Please transcribe the data that follows exactly, from its first line through the line that contains "Query: soccer cleat".

(Provided records Opens)

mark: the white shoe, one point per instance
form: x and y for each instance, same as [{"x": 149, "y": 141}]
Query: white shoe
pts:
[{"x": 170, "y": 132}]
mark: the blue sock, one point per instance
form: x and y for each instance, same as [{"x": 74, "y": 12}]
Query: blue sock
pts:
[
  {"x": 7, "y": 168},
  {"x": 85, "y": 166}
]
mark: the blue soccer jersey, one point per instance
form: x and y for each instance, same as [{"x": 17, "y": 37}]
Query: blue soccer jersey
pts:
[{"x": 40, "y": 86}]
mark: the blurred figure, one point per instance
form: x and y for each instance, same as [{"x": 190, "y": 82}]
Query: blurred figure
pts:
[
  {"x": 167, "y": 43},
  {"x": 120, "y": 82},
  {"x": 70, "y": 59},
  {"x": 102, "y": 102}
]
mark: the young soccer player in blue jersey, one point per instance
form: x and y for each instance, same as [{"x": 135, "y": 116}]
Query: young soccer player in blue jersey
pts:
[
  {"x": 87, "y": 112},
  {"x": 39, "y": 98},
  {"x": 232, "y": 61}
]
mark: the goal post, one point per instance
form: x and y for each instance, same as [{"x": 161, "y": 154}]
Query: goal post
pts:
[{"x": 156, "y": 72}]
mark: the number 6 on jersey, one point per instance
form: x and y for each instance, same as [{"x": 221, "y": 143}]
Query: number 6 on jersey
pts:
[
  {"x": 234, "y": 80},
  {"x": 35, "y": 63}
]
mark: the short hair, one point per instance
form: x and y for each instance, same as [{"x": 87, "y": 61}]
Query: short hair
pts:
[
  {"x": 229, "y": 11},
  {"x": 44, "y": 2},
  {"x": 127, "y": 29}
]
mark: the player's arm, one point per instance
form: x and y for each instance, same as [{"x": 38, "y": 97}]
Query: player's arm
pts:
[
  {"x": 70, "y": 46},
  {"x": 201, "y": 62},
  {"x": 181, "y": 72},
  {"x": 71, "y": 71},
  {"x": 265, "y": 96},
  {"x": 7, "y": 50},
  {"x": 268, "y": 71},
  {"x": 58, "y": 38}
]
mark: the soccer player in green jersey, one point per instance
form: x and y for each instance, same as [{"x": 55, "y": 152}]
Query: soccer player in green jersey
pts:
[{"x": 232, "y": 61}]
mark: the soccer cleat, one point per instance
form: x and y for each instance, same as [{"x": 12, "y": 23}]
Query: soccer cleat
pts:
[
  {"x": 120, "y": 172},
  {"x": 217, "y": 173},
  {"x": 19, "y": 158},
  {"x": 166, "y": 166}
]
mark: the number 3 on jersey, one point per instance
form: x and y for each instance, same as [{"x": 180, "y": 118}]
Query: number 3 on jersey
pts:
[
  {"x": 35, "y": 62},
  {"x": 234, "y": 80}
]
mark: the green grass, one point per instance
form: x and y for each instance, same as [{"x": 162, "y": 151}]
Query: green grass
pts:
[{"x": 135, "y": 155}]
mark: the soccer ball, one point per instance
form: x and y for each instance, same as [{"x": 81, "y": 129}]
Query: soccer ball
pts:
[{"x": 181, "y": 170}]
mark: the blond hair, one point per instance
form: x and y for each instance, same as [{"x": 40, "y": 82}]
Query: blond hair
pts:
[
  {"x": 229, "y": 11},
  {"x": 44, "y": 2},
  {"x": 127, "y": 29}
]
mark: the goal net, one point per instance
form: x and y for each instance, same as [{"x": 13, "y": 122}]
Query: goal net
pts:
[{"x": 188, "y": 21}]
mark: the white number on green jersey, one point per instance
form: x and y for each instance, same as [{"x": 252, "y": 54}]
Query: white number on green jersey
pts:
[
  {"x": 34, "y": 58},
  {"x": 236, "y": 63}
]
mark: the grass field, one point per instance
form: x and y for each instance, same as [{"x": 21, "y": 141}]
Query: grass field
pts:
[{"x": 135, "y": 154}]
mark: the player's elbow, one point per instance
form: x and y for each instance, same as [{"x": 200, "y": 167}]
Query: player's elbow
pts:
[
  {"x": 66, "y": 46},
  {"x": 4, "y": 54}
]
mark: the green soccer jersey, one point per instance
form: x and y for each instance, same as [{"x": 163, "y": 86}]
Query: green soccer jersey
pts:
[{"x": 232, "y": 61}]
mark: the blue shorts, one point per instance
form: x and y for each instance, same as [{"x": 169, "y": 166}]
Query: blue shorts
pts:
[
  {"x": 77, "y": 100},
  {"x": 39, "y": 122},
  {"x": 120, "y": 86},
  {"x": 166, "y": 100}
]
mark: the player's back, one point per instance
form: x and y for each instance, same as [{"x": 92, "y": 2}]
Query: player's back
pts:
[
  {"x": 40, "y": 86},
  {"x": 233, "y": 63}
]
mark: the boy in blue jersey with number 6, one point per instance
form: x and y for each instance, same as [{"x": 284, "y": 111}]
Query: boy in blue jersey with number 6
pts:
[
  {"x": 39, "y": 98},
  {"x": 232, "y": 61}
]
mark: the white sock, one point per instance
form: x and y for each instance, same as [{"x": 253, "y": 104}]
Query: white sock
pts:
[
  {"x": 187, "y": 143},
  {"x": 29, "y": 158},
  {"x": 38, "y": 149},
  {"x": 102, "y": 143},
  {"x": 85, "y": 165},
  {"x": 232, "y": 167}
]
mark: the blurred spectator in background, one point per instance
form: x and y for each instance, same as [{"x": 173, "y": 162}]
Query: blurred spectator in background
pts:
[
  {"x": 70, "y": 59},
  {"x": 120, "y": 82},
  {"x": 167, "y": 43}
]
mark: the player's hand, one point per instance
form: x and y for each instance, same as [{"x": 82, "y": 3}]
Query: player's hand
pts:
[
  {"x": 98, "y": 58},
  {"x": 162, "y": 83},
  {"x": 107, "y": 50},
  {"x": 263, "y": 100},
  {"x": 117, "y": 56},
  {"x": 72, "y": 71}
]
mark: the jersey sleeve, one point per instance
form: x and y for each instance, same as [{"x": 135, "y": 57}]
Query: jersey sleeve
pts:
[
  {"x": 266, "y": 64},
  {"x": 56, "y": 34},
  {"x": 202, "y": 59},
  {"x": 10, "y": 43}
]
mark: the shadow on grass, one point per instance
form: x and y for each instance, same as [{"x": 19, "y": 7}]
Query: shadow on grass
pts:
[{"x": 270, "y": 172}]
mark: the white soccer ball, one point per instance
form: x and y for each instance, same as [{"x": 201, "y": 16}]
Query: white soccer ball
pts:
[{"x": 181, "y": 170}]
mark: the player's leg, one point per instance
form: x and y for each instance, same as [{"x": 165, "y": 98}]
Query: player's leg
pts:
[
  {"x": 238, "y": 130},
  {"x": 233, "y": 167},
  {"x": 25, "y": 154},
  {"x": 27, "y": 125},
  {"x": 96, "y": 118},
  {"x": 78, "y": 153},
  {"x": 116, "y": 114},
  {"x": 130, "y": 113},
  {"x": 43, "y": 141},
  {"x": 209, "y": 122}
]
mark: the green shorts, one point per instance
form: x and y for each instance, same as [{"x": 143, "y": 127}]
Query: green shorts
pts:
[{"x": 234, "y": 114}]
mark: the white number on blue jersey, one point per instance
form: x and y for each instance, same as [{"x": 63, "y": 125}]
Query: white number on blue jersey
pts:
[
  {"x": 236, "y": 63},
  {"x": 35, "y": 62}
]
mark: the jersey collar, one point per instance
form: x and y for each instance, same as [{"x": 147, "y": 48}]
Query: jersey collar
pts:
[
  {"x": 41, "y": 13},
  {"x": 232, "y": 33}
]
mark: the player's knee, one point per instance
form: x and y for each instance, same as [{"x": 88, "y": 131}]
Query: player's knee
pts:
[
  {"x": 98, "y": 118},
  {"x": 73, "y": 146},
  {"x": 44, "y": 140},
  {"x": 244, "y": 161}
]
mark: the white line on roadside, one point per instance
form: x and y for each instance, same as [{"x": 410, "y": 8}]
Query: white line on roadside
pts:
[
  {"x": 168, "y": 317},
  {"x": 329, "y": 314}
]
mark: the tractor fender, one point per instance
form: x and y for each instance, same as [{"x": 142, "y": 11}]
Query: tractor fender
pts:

(Provided records Closes)

Completed task:
mark: the white shoe, one point per instance
form: x and y for each instance, same as [{"x": 149, "y": 141}]
Query: white shoe
pts:
[{"x": 170, "y": 132}]
mark: the blue sock, one point per instance
form: x and y for each instance, same as [{"x": 74, "y": 12}]
Query: blue sock
pts:
[
  {"x": 7, "y": 168},
  {"x": 85, "y": 166}
]
mark: the blue soccer jersey, one point per instance
form: x and y for each instance, same as [{"x": 17, "y": 37}]
Query: blue soccer jersey
pts:
[{"x": 40, "y": 86}]
mark: the blurred figure, one point per instance
form: x and y for each instance, same as [{"x": 190, "y": 82}]
Query: blurred figure
pts:
[
  {"x": 167, "y": 43},
  {"x": 120, "y": 82},
  {"x": 70, "y": 59},
  {"x": 102, "y": 102}
]
mark: the young soccer player in blue jersey, one point per instance
form: x and y for each instance, same as [{"x": 135, "y": 116}]
Query: young soccer player in blue jersey
pts:
[
  {"x": 87, "y": 112},
  {"x": 39, "y": 98},
  {"x": 232, "y": 61}
]
mark: the goal post, one point per instance
form: x and y for each instance, same as [{"x": 161, "y": 154}]
Query: goal post
pts:
[{"x": 156, "y": 72}]
mark: the number 6 on jersey, one point per instance
form: x and y for each instance, same as [{"x": 221, "y": 143}]
Query: number 6 on jersey
pts:
[
  {"x": 234, "y": 80},
  {"x": 35, "y": 63}
]
mark: the short hair, one point per instance
form: x and y for each instance, same as [{"x": 87, "y": 61}]
Query: short hair
pts:
[
  {"x": 229, "y": 11},
  {"x": 44, "y": 2},
  {"x": 127, "y": 29}
]
mark: the player's arm, one point per instance
form: x and y for each instance, same as [{"x": 38, "y": 97}]
Query: player's arm
pts:
[
  {"x": 70, "y": 46},
  {"x": 201, "y": 62},
  {"x": 181, "y": 72},
  {"x": 71, "y": 71},
  {"x": 265, "y": 96},
  {"x": 7, "y": 50},
  {"x": 268, "y": 71},
  {"x": 58, "y": 38}
]
mark: the soccer player in green jersey, one point per instance
form: x and y for each instance, same as [{"x": 55, "y": 152}]
Query: soccer player in green jersey
pts:
[{"x": 232, "y": 61}]
mark: the soccer cleat, one point per instance
form: x and y for each instance, same as [{"x": 12, "y": 23}]
Query: soccer cleat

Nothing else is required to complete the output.